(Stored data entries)
══════

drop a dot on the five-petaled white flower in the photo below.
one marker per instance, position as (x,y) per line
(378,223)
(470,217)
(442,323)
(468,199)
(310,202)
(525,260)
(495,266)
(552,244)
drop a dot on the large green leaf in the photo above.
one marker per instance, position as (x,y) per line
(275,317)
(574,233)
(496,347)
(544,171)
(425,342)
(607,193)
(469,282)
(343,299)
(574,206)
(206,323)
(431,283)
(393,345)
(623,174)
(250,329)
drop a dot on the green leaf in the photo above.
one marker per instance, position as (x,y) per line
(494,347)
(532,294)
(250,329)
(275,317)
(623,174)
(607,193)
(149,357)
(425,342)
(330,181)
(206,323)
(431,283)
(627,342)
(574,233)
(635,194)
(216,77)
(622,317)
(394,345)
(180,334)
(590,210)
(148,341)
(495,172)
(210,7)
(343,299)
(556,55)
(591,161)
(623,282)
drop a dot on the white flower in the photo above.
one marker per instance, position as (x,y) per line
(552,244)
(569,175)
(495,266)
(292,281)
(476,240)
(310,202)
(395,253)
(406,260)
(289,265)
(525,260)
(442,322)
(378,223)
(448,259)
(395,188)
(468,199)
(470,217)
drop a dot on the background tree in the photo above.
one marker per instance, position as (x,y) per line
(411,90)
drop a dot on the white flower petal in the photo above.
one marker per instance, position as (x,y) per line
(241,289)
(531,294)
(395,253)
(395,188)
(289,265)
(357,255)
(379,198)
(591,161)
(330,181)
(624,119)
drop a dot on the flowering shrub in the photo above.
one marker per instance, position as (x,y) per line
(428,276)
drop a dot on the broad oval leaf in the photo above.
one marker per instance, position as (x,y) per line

══════

■ Exercise goal ■
Look back at the records above. Repeat all of them exactly.

■ Written response ■
drop a dot on the five-petaled white flower in the photo below.
one marker per instance, position as (x,y) per line
(378,223)
(470,217)
(442,323)
(468,199)
(310,202)
(525,260)
(495,266)
(552,244)
drop a dot on the large green leaf in the photo above.
one marker per instance, position as (x,y) per line
(275,317)
(574,233)
(496,347)
(544,171)
(425,342)
(607,193)
(469,282)
(343,299)
(574,206)
(206,323)
(431,283)
(393,345)
(623,174)
(250,329)
drop a dot on the green leaf in the photo above.
one marker per instance, position as (x,y) per line
(494,347)
(532,294)
(250,329)
(275,317)
(623,174)
(607,193)
(149,357)
(425,342)
(330,181)
(206,323)
(431,283)
(627,342)
(574,233)
(635,194)
(216,77)
(622,317)
(394,345)
(180,334)
(590,210)
(148,341)
(495,172)
(210,7)
(343,299)
(556,55)
(591,161)
(623,282)
drop a dot on the white flower in the photo above.
one marker per instance, position as (x,y) per line
(552,244)
(569,175)
(495,266)
(292,281)
(476,240)
(310,202)
(395,253)
(406,260)
(289,265)
(525,260)
(442,322)
(378,223)
(448,259)
(395,188)
(468,199)
(470,217)
drop a dot on the background tree in the photo above.
one marker per instance, position as (x,y) per line
(411,90)
drop a dot on the white flower petal in the photo above.
one marker per instance, position as (x,y) per line
(241,289)
(531,294)
(395,253)
(395,188)
(289,265)
(357,255)
(379,198)
(591,161)
(330,181)
(624,119)
drop a dot on the flowering shrub in the photo above.
one marker per instance, position as (x,y) per line
(428,276)
drop a dot on the broad oval leaf in the photo above.
one marker per instance, position as (x,y) per line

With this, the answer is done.